**DATA TO USE**
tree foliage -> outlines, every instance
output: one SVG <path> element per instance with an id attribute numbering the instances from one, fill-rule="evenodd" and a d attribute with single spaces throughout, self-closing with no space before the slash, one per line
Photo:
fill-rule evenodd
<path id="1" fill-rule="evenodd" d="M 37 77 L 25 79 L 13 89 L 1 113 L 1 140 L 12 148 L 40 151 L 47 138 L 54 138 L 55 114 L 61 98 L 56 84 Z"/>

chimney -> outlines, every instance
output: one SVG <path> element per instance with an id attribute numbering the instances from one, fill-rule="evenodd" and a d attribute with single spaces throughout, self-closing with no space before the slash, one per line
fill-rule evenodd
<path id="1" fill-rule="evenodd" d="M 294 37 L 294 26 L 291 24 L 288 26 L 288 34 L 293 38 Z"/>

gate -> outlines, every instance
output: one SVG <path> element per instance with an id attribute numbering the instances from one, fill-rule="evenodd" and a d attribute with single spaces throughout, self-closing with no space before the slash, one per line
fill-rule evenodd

**WHAT IS REQUIRED**
With the records above in view, retype each one exactly.

**RESPONSE TO THIS TASK**
tree foliage -> outlines, every instance
output: one SVG <path> element per instance with an id attribute numbering the instances from one, fill-rule="evenodd" and a d attribute with single spaces throughout, self-closing with no space before the slash, one per line
Photo:
fill-rule evenodd
<path id="1" fill-rule="evenodd" d="M 37 77 L 25 79 L 13 89 L 1 113 L 1 140 L 12 148 L 40 151 L 47 138 L 54 138 L 55 114 L 61 98 L 56 84 Z"/>

chimney -> outlines, every instance
output: one SVG <path> element per instance with an id attribute numbering the instances from one, fill-rule="evenodd" and a d attribute with single spaces throughout, self-closing with no space before the slash, one per line
fill-rule evenodd
<path id="1" fill-rule="evenodd" d="M 294 37 L 294 26 L 291 24 L 288 26 L 288 34 L 293 38 Z"/>

gate -> outlines, every instance
output: one SVG <path> element per instance with an id attribute numbering the instances from one, fill-rule="evenodd" and a d attribute with single spaces throughout, self-closing with no space before the slash, one per line
fill-rule evenodd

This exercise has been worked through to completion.